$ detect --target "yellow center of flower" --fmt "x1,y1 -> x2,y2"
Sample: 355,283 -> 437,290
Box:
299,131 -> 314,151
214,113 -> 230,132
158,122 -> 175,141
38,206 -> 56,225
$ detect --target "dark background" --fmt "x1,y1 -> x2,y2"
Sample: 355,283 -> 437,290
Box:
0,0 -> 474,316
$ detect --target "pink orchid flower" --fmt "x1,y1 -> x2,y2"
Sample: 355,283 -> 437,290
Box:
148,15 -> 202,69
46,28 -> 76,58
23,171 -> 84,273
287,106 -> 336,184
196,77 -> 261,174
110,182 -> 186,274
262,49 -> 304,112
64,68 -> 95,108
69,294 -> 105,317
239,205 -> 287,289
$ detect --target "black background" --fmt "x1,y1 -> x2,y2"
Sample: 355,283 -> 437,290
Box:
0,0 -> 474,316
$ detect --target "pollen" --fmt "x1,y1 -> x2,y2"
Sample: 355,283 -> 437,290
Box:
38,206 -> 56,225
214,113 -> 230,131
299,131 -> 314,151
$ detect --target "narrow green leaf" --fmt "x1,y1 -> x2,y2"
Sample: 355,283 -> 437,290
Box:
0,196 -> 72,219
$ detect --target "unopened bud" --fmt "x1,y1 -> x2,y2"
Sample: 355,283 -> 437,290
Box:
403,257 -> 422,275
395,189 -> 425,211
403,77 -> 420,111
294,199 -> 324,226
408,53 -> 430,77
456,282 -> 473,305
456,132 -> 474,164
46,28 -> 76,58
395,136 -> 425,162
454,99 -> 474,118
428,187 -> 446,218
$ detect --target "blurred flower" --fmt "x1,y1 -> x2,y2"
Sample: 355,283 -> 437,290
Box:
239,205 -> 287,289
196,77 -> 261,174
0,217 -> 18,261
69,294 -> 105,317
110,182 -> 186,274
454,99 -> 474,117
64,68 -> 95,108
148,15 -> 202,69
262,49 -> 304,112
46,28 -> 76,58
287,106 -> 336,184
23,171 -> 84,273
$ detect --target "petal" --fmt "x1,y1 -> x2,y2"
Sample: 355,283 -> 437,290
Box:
· · ·
-- GIVEN EXERCISE --
Format every line of the material above as a Markdown table with the columns "Row" and "Material line", numbering the rows in order and skipping blank lines.

-- FINISHED ANSWER --
| Row | Material line |
|---|---|
| 1 | $ detect --target "yellow center of flower" --fmt "x1,y1 -> x2,y2" |
| 2 | Sample: 355,283 -> 437,290 |
| 3 | Box: |
| 4 | 299,131 -> 314,151 |
| 5 | 214,113 -> 230,132 |
| 6 | 158,122 -> 175,141 |
| 7 | 38,206 -> 56,225 |
| 8 | $ detect --target "dark background" --fmt "x1,y1 -> x2,y2" |
| 9 | Sample: 355,283 -> 437,290 |
| 10 | Box: |
| 11 | 0,0 -> 474,316 |
| 12 | $ detect --target "pink orchid flower" --fmt "x1,y1 -> x2,y2" |
| 13 | Sample: 355,283 -> 437,290 |
| 14 | Box: |
| 15 | 148,15 -> 202,69 |
| 16 | 46,28 -> 76,58 |
| 17 | 23,171 -> 84,273 |
| 18 | 287,106 -> 336,184 |
| 19 | 196,77 -> 261,174 |
| 20 | 110,182 -> 186,274 |
| 21 | 262,49 -> 304,112 |
| 22 | 64,68 -> 95,108 |
| 23 | 69,294 -> 105,317 |
| 24 | 239,205 -> 287,289 |
| 25 | $ detect --target "black background" --fmt "x1,y1 -> x2,y2" |
| 26 | Sample: 355,283 -> 437,290 |
| 27 | Box: |
| 28 | 0,0 -> 474,316 |
| 29 | $ detect --target "pollen" --fmt "x1,y1 -> x2,y2" |
| 30 | Sample: 355,283 -> 437,290 |
| 31 | Box: |
| 32 | 38,206 -> 56,225 |
| 33 | 214,113 -> 230,131 |
| 34 | 299,131 -> 314,151 |
| 35 | $ detect --target "narrow green leaf" --fmt "x1,y1 -> x2,y2" |
| 36 | Sample: 355,283 -> 437,290 |
| 37 | Box: |
| 38 | 0,196 -> 72,219 |
| 39 | $ detect --target "unopened bud" --fmt "x1,y1 -> x2,y2" |
| 40 | Sample: 355,283 -> 437,290 |
| 41 | Box: |
| 42 | 403,257 -> 422,275 |
| 43 | 395,189 -> 425,211 |
| 44 | 403,77 -> 420,111 |
| 45 | 294,199 -> 324,226 |
| 46 | 408,53 -> 430,77 |
| 47 | 456,282 -> 473,305 |
| 48 | 456,132 -> 474,164 |
| 49 | 46,28 -> 76,58 |
| 50 | 395,136 -> 425,162 |
| 51 | 454,99 -> 474,118 |
| 52 | 428,187 -> 446,218 |
| 53 | $ detect --target "blurred flower" --fmt "x1,y1 -> x2,y2" |
| 54 | Sample: 355,283 -> 437,290 |
| 55 | Box: |
| 56 | 239,205 -> 287,289 |
| 57 | 196,77 -> 261,174 |
| 58 | 0,217 -> 18,261 |
| 59 | 69,294 -> 105,317 |
| 60 | 110,182 -> 186,274 |
| 61 | 454,99 -> 474,117 |
| 62 | 64,68 -> 95,108 |
| 63 | 148,15 -> 202,69 |
| 64 | 262,49 -> 304,112 |
| 65 | 46,28 -> 76,58 |
| 66 | 287,106 -> 336,184 |
| 67 | 23,171 -> 84,273 |
| 68 | $ detect --target "petal" --fmt "x1,y1 -> x2,y2" |
| 69 | Sample: 355,283 -> 437,290 |
| 70 | Box: |